Begin with the line that contains "Reviewer note: make sure each instance of the man's eye" and transcribe each line after it, up to and including the last line of the listing below.

Source records:
━━━━
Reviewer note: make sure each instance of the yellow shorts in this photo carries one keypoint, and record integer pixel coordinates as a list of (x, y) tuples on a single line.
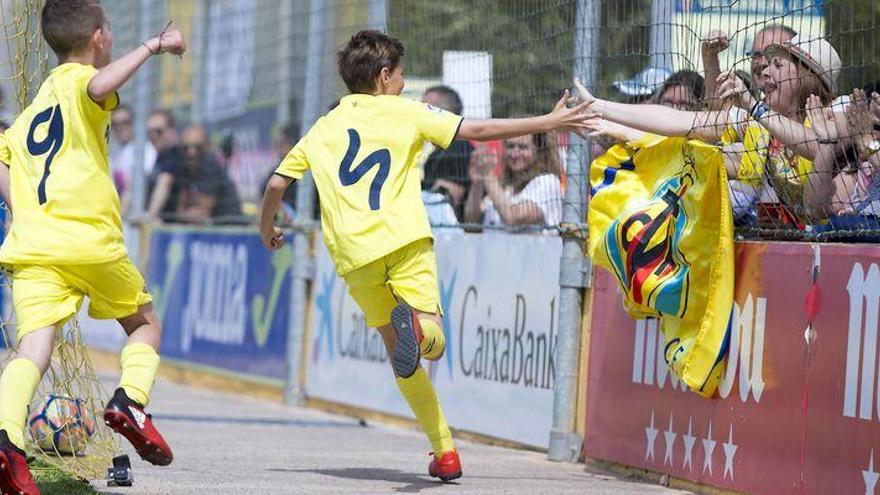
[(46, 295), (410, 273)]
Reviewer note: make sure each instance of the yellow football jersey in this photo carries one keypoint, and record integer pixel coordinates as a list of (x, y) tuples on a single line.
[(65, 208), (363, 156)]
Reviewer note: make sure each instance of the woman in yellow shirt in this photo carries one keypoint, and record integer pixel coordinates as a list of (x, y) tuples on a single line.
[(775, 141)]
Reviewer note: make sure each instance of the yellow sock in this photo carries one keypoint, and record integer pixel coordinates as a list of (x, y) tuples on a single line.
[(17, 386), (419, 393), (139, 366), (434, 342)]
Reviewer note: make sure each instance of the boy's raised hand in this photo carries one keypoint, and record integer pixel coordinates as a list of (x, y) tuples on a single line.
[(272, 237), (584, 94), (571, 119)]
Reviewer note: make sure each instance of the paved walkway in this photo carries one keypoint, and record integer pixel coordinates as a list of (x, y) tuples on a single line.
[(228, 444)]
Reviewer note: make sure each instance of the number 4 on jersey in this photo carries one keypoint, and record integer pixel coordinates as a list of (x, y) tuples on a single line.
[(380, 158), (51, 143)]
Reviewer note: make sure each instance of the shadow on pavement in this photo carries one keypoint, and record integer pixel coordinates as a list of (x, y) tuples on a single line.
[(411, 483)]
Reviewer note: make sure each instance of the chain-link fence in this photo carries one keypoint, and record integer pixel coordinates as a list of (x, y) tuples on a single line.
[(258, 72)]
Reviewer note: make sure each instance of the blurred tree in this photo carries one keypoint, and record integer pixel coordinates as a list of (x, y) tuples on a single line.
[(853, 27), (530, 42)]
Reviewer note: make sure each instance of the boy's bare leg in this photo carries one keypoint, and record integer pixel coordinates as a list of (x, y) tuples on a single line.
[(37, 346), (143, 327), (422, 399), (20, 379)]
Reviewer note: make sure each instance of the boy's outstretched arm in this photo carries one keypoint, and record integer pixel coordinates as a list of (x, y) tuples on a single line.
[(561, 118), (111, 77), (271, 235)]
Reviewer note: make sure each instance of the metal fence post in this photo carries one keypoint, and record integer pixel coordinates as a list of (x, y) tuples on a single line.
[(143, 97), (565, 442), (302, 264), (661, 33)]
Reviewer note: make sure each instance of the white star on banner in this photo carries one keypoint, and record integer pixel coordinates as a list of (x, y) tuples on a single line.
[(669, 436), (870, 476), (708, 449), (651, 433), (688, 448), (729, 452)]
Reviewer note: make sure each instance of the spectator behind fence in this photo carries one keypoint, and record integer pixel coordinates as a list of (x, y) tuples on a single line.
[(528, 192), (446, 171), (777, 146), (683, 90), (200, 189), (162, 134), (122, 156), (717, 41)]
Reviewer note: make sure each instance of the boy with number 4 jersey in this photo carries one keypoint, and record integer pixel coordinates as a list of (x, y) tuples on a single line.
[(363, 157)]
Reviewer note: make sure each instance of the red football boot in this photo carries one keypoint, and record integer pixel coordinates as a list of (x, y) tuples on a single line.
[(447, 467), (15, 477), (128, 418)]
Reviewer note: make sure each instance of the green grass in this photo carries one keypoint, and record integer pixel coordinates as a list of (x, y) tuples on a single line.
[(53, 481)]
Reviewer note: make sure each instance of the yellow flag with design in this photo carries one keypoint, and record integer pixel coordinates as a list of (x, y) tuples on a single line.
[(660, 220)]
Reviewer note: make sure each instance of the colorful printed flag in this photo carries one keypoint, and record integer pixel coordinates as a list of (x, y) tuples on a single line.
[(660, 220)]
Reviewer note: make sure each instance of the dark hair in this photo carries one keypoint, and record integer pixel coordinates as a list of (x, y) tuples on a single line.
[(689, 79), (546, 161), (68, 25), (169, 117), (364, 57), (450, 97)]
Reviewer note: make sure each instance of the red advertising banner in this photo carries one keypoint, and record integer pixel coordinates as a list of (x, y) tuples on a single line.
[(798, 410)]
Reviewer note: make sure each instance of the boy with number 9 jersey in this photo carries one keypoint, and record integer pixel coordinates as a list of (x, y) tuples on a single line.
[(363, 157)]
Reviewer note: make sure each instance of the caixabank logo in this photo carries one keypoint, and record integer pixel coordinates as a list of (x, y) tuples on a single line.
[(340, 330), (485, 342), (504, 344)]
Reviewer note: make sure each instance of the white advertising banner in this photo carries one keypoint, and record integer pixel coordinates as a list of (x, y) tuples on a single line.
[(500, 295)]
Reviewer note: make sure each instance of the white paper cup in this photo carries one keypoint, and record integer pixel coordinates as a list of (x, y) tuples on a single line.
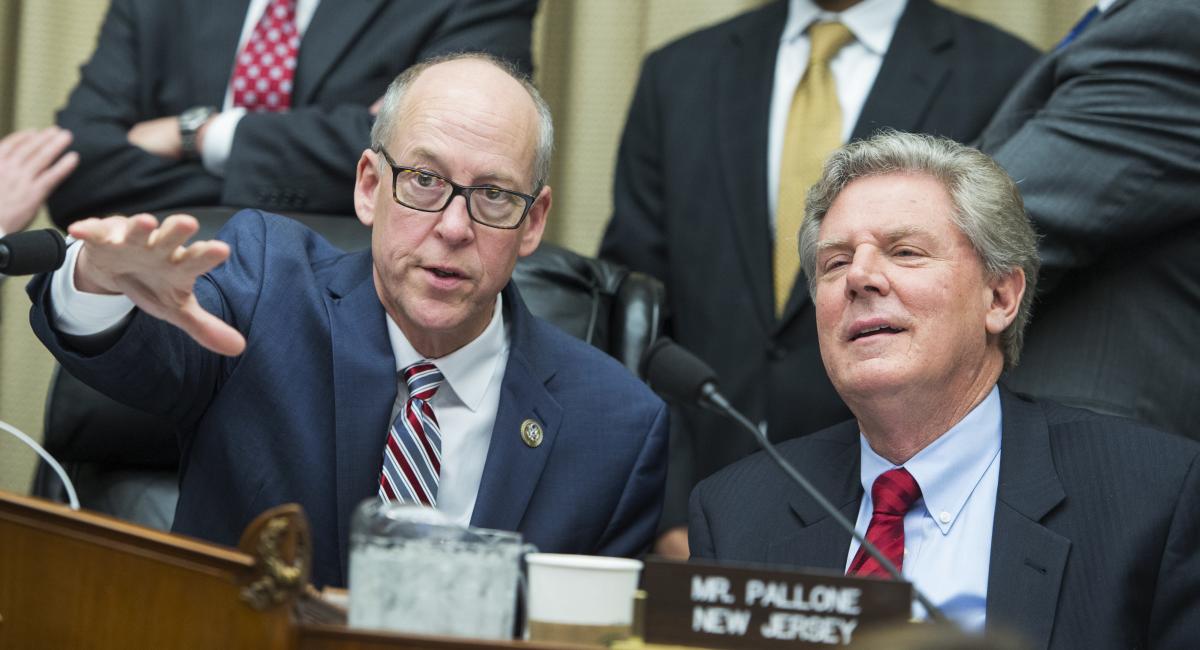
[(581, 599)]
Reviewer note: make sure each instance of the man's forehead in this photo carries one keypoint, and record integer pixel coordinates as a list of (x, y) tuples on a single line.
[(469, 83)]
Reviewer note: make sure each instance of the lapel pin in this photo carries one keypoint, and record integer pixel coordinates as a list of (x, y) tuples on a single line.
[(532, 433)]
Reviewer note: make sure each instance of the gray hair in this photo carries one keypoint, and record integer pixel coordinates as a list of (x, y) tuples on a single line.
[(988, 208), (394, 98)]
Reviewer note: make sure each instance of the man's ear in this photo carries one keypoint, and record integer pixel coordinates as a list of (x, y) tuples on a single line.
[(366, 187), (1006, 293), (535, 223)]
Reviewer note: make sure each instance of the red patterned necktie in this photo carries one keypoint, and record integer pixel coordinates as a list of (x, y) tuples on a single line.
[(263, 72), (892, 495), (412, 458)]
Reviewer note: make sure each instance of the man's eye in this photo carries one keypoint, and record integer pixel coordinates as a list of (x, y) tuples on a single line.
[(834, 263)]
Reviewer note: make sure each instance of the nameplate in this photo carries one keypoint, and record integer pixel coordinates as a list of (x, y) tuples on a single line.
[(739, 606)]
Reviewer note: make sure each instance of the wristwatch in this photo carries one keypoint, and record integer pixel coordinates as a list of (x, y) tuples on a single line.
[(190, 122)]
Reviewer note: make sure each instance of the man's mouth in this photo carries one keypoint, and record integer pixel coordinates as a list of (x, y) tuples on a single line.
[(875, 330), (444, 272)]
━━━━
**TASK SOLUTION**
Reviewer note: make sure each instance of the man's eye in this photo carries one keypoint, and record integer pixel coordinates as a list of (x, y) tuples on a single line.
[(834, 263)]
Reviewer note: make sure each instance of the nameplate in this photo carries one keypoint, and record integer pixel coordinates as a list of (x, y) tuples on a single line.
[(739, 606)]
Reviewer note: make sure each instance of the wristwatch in this photo carries one keypoint, and record integer pixel coordinates as a list of (x, y) tuples on a single line.
[(190, 122)]
Reviewer note: make sure each instance of the man's mouth in this photo carries one keypoint, and record integer pixel coordinates as a list of (x, y) tuples on a single line.
[(875, 330), (444, 272)]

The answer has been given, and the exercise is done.